==== RECORDS FOR THE EXERCISE ====

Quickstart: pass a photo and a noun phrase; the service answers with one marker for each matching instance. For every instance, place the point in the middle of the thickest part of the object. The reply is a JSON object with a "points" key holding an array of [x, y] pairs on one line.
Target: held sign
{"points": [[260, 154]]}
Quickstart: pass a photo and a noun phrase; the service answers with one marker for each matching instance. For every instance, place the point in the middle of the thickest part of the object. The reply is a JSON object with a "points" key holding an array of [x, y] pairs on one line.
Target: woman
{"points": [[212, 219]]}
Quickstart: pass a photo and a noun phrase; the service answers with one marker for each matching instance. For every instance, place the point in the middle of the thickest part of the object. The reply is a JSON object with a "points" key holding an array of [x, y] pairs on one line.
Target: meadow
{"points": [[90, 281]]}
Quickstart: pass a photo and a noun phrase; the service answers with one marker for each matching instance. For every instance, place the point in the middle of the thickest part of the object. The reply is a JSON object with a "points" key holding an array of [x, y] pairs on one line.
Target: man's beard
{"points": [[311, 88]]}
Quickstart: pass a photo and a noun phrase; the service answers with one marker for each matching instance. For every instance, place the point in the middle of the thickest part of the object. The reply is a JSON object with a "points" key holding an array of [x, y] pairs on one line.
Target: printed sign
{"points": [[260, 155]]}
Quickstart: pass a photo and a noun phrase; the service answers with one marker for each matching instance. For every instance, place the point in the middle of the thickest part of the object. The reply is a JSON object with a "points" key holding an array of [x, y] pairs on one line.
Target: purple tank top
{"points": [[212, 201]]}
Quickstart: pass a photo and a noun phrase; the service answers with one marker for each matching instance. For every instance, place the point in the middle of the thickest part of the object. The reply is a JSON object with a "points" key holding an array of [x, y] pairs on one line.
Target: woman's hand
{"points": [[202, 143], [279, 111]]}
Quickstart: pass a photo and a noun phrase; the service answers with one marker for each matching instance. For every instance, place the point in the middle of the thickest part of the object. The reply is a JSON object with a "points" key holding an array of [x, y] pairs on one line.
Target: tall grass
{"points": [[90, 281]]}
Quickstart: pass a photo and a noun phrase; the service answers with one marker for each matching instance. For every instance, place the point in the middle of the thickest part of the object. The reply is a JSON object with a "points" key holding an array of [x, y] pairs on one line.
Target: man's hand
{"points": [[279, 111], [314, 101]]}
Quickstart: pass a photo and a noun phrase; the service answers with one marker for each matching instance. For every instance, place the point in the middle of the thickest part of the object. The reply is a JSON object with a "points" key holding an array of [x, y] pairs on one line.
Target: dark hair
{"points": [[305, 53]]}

====

TASK INSTRUCTIONS: Working from the material above, retype it in its entirety without change.

ANSWER TO THE PROBLEM:
Quickstart: pass a photo and a noun phrase; the service answers with one marker for each matching instance. For every instance, place the point in the middle of the thickest part of the object. The reply is a JSON object with a "points" key holding an array of [x, y] pairs on one line.
Target: held sign
{"points": [[260, 154]]}
Quickstart: pass a photo and a noun phrase; the service answers with one marker for each matching instance. For every instance, place the point in the middle of the thickest part of the object. The reply is a JSON object with a "points" key holding an array of [x, y] pairs on one line.
Target: woman
{"points": [[212, 219]]}
Quickstart: pass a photo and a noun phrase; the service answers with one marker for each matching instance. For every instance, place the point in the middle of the thickest part of the object. The reply is a JSON object with a "points" key holding an array of [x, y] pairs on one line.
Target: meadow
{"points": [[90, 281]]}
Quickstart: pass a photo and a noun phrase; the service answers with one marker for each matching instance. For every instance, place the point in the middle of the thickest part of the object. The reply is a JSON object with a "points" key holding an array of [x, y] pairs on one line.
Target: man's beard
{"points": [[311, 88]]}
Quickstart: pass a photo and a noun phrase; the service answers with one marker for each matching instance. For every instance, place the point in the middle of the thickest part of the object. The reply is a JSON object with a "points" key holding an array of [x, y] pairs on one line.
Target: printed sign
{"points": [[260, 155]]}
Quickstart: pass a photo and a noun phrase; the service answers with one marker for each matching instance. For every instance, place the point in the middle of the thickest part of the object. The reply is a JSON object with a "points" key holding an array of [x, y] pairs on one line.
Target: purple tank top
{"points": [[212, 201]]}
Quickstart: pass a photo and a noun phrase; the service answers with one marker for each matching instance. For every instance, place the point in the middle of the thickest part of the object. The reply is a JSON object with a "points" key holding an array of [x, y] pairs on one line.
Target: woman's hand
{"points": [[202, 143], [279, 111]]}
Quickstart: pass a photo and a noun phrase; the service answers with one marker for each matching instance. For every instance, place the point in the middle of the thickest part of the object. The reply is a JSON object with a "points" key holding an array of [x, y] pairs on one line.
Target: tall grass
{"points": [[90, 281]]}
Quickstart: pass a photo and a noun phrase; the service answers with one marker for each matching instance. For every instance, place the point in the middle of the thickest part of the object. The reply is a JSON object with a "points" key holding an array of [x, y] pairs on one line.
Target: man's hand
{"points": [[279, 111], [314, 101]]}
Quickstart: pass a photo and a noun phrase; the service answers with one marker for each matching instance. For every instance, place the point in the middle of the thickest part of the object. The reply is a JSON object with a "points" key holding an array of [x, y] pairs on one line.
Target: dark hair
{"points": [[305, 53]]}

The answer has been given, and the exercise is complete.